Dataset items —
━━━━━━
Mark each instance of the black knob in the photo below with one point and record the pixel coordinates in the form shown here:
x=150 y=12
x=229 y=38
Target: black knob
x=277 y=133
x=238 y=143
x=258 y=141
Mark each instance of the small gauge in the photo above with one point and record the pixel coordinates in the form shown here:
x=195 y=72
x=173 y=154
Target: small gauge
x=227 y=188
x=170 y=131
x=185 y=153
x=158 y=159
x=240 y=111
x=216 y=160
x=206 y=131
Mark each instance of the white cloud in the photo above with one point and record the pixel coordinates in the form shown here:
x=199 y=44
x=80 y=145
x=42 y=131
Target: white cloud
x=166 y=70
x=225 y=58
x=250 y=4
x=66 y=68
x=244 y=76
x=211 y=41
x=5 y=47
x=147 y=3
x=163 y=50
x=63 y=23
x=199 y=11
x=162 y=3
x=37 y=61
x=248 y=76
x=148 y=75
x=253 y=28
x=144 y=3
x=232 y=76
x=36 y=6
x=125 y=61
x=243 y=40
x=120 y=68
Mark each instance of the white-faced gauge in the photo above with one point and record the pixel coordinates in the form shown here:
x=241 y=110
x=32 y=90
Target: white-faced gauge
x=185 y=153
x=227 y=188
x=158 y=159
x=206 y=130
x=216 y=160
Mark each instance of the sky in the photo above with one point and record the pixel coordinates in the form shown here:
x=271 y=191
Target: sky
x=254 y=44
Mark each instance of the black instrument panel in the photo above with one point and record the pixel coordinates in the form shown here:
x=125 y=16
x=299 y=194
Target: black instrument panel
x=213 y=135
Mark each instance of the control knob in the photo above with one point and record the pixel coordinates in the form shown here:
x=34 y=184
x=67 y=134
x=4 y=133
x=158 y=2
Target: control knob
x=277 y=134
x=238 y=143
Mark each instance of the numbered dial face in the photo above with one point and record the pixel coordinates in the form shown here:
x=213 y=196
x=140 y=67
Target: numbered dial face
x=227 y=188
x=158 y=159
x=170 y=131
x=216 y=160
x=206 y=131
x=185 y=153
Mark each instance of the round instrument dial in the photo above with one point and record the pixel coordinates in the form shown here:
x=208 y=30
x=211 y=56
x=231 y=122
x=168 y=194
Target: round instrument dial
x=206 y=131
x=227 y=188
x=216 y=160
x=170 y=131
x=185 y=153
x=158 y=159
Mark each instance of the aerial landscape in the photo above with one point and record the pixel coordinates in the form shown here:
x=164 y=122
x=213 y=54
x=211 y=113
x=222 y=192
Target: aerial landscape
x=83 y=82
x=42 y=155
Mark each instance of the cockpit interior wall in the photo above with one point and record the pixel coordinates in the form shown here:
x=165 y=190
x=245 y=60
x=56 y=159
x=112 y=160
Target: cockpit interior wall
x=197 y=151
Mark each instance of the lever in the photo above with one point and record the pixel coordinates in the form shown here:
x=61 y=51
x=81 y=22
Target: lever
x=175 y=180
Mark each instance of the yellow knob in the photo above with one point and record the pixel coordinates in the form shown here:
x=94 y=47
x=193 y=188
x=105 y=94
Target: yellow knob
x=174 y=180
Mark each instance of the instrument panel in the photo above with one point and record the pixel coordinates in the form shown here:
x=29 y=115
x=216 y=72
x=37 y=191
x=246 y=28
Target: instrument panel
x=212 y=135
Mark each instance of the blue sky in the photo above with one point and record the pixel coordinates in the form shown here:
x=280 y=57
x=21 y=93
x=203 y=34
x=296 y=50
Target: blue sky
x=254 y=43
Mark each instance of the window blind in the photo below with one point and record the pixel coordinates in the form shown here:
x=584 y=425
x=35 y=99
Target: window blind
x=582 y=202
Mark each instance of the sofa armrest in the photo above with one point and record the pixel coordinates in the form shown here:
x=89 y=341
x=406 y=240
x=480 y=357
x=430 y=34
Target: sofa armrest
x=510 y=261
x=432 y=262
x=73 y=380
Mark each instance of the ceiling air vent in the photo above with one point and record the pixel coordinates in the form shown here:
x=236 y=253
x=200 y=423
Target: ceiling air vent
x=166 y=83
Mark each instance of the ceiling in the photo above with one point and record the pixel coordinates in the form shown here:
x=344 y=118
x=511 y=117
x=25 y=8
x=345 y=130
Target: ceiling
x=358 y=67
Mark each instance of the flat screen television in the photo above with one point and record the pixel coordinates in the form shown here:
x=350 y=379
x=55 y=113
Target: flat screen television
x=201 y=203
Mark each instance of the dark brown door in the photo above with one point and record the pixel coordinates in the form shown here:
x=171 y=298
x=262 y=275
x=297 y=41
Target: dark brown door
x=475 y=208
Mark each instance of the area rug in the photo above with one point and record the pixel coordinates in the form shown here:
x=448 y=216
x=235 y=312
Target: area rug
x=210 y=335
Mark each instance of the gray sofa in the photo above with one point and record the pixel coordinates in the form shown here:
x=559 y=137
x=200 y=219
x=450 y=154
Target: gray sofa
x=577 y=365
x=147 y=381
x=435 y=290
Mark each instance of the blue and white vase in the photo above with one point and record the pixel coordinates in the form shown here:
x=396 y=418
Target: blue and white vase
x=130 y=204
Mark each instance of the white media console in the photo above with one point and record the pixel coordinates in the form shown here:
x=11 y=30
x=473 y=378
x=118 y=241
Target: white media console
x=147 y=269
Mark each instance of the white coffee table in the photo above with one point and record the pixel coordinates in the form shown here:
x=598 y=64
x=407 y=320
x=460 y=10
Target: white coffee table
━━━━━━
Your instructions — From the data above, determine how many lines hold "coffee", and write only the number.

Written reply — 2